----- Materials provided

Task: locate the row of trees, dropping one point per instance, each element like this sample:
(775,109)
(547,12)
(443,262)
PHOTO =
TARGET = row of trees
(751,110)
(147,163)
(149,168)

----------

--- Goal ---
Copy every row above word for word, one line at a time, with nothing changed.

--- The output ---
Task: locate the row of trees, dropping one point per instance, each element like this sample:
(775,109)
(547,12)
(443,262)
PHOTO =
TARGET = row of trees
(751,110)
(147,163)
(149,168)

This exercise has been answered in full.